| Text to read |
··········

How to avoid deadlocks

Prevent deadlocks in Rust by using Mutex to guard shared data and ensuring consistent lock ordering so threads do not wait indefinitely.

How to avoid deadlocks

You have two threads updating a shared database. Thread A holds a lock on the user table and waits for the order table. Thread B holds the order table and waits for the user table. Neither moves. The program freezes. This is a deadlock. It's the silent killer of concurrent code. Rust won't stop you from writing deadlocks at compile time, but it gives you tools to make them rare and easy to spot. Deadlocks are logic bugs, not syntax errors. The compiler trusts you to keep the threads honest.

The hallway standoff

A deadlock happens when two or more threads are each waiting for a resource the other holds. Imagine two people trying to enter two different rooms. Alice holds the key to Room 1 and needs the key to Room 2. Bob holds the key to Room 2 and needs the key to Room 1. They both stand in the hallway, clutching their keys, waiting for the other to move. Neither can proceed. The system is stuck forever.

··········

| Record excerpts |
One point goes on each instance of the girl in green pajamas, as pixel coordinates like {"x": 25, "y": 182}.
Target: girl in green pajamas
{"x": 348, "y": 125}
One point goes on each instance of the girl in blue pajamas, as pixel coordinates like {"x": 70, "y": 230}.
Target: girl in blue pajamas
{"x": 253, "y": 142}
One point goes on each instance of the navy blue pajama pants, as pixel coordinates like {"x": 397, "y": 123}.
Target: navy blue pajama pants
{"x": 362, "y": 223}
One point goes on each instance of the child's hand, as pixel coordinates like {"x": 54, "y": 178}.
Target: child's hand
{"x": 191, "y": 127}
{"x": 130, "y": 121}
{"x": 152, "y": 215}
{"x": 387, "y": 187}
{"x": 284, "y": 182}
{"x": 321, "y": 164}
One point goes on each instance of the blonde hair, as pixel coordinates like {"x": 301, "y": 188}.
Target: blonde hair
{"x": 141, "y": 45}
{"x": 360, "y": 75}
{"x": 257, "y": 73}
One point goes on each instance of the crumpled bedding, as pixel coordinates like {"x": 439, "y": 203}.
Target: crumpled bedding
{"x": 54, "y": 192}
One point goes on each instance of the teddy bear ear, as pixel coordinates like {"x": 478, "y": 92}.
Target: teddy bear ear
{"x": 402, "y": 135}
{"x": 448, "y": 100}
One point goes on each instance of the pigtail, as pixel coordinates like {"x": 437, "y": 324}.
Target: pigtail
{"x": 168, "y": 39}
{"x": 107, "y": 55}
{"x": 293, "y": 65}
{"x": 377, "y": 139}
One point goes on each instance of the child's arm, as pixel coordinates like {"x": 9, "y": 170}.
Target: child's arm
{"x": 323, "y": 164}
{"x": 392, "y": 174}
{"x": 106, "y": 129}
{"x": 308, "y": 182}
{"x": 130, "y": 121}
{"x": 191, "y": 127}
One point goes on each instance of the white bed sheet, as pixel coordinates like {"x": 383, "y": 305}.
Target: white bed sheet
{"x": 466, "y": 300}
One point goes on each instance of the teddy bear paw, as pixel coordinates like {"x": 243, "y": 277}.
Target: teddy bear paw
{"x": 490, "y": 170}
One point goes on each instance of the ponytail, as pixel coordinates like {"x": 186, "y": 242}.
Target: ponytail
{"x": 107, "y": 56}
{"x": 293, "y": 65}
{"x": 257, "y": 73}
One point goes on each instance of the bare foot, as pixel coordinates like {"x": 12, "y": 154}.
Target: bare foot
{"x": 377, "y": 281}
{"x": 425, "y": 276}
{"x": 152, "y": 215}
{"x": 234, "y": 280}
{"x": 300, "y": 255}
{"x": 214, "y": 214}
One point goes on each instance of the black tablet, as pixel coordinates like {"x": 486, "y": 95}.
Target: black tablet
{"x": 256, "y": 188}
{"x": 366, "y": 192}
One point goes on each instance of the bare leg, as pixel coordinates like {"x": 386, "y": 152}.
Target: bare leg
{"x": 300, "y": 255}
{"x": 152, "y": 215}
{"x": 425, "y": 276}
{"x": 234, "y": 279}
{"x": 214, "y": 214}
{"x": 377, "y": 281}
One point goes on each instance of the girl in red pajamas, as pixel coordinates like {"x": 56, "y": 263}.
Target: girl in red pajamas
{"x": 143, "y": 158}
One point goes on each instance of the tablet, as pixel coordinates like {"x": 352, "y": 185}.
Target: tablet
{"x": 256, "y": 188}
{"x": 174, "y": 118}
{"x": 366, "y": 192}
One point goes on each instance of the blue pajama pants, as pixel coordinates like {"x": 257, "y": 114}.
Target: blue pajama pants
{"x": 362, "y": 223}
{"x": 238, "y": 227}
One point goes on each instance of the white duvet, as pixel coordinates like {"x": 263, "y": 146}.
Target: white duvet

··········

| Prompt |
Transcribe the stretch of the deadlocks text from "You have two" through "the threads honest.". These rows have nothing to do with the deadlocks text.

| Complete response |
You have two threads updating a shared database. Thread A holds a lock on the user table and waits for the order table. Thread B holds the order table and waits for the user table. Neither moves. The program freezes. This is a deadlock. It's the silent killer of concurrent code. Rust won't stop you from writing deadlocks at compile time, but it gives you tools to make them rare and easy to spot. Deadlocks are logic bugs, not syntax errors. The compiler trusts you to keep the threads honest.